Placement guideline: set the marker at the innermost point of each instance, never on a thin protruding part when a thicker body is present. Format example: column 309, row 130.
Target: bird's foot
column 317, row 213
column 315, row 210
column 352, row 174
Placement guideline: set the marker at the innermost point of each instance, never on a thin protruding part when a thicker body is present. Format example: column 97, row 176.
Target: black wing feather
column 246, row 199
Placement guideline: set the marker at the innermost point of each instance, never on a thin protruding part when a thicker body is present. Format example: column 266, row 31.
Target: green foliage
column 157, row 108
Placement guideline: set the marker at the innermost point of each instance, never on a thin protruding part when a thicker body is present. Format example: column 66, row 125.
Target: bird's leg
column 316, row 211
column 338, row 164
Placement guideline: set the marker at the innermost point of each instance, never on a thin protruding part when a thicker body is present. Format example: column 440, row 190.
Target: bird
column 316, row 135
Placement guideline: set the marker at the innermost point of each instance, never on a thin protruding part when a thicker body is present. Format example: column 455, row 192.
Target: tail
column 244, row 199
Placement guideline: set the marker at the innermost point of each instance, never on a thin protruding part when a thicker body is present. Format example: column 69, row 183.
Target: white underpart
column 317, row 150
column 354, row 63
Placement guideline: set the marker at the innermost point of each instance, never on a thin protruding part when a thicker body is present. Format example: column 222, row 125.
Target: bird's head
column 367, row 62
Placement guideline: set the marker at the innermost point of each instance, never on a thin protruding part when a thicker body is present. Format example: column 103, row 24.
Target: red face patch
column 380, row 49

[WHAT NEEDS TO BE DONE]:
All lines from the one with "222, row 125." through the end of the records need to be copied exactly, and no other lines.

[FINISHED EXERCISE]:
Placement guideline: set the marker at the innermost point of each instance, never on a thin protruding part when a thicker body is present. Format example: column 222, row 125.
Target: bird's head
column 367, row 62
Placement guideline: set the marker at the innermost point of each instance, never on a thin protruding part when a thicker body is present. Format example: column 103, row 24.
Target: red face patch
column 380, row 49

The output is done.